▶ **MATERIAL PROVIDED**:

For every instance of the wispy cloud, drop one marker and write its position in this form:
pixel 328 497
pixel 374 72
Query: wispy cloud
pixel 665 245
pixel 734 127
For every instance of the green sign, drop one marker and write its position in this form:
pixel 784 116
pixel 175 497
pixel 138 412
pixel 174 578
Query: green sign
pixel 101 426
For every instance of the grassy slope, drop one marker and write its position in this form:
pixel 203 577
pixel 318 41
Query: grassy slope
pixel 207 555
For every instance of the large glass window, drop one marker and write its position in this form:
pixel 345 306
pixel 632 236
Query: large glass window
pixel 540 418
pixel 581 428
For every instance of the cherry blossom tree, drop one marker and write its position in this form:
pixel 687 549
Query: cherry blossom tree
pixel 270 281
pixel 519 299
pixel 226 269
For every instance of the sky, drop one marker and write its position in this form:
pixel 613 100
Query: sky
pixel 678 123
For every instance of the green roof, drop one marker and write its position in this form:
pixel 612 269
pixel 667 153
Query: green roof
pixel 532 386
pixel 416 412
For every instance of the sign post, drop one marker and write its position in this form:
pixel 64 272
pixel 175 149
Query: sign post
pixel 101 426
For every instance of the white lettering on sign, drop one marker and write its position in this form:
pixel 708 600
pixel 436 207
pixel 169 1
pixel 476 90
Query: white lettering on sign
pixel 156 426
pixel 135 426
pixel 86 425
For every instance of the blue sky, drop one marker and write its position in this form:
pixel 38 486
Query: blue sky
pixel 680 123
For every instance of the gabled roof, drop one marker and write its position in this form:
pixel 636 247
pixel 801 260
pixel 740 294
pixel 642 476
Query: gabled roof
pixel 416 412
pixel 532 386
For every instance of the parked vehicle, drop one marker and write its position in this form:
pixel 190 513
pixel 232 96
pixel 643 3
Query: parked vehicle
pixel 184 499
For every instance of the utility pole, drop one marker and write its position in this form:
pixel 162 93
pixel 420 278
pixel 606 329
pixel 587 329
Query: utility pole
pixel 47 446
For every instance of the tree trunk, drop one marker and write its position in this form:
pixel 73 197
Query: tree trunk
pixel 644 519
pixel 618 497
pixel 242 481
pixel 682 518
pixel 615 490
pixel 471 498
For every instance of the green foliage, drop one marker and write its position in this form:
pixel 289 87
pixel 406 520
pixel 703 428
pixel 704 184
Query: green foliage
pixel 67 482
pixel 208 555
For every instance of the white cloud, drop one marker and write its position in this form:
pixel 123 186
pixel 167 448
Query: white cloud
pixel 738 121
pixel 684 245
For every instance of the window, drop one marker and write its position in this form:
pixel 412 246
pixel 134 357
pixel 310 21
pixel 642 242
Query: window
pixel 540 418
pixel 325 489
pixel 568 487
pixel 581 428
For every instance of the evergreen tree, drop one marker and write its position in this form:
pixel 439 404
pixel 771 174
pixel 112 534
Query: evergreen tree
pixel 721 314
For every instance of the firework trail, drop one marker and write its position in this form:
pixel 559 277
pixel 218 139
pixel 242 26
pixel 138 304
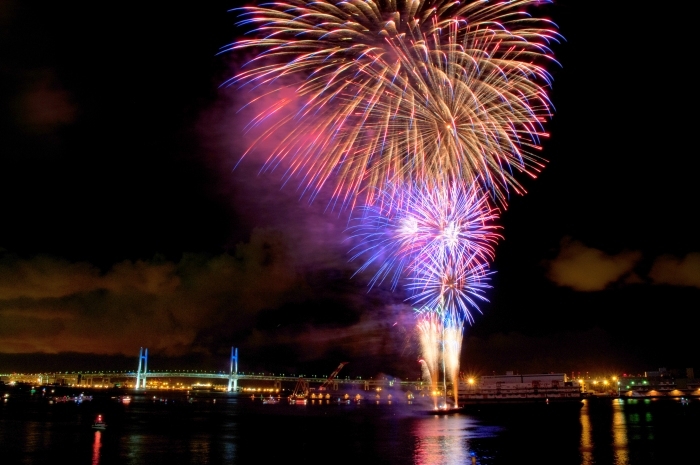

▶ **INSTRUCTIONS TO FOLLOW**: The lines running from the start of the data through the one that contains "pixel 190 513" should be reproduced exactly, and only those.

▶ **RESULT FOR THIS TASK**:
For every instance of the wispy cloud, drop one marker and write its position in this form:
pixel 328 497
pixel 374 72
Query: wispy cloud
pixel 665 245
pixel 734 127
For every instance of the green sign, drop one marker and write its position in this form:
pixel 784 116
pixel 175 497
pixel 138 412
pixel 174 578
Query: green sign
pixel 101 426
For every instance of the grassy slope, drop one marker and write its position in this form:
pixel 203 577
pixel 318 41
Query: grassy slope
pixel 207 555
For every instance of the large glass window, drop one marker and write its position in this form:
pixel 345 306
pixel 632 236
Query: large glass window
pixel 540 418
pixel 581 428
For every instance of the cherry blossom tree, drop one marker and write its position in this form:
pixel 687 549
Query: cherry blossom tree
pixel 270 281
pixel 519 299
pixel 226 269
For every instance of the sky, drop one marker and write its position in this form:
pixel 613 100
Query: sky
pixel 678 123
For every instance of the green roof, drop one marker and write its position in this form:
pixel 612 269
pixel 667 153
Query: green roof
pixel 532 386
pixel 416 412
For every instance of the sign post, drop one marker and write its position in this form:
pixel 64 272
pixel 175 149
Query: sign post
pixel 101 426
For every instance of the white lettering on sign, drop one marker and write its position in this form:
pixel 708 600
pixel 436 207
pixel 169 1
pixel 476 90
Query: white lettering on sign
pixel 156 426
pixel 135 426
pixel 86 425
For every instance of the blue sky, drop one marker and write its position in this form:
pixel 38 486
Query: blue sky
pixel 680 123
For every instance of the gabled roof, drop one marker and write its position in this form:
pixel 636 247
pixel 801 260
pixel 740 294
pixel 642 476
Query: gabled roof
pixel 416 412
pixel 532 386
For every instance of the parked vehicle, drop one marker and write its position in this form:
pixel 190 513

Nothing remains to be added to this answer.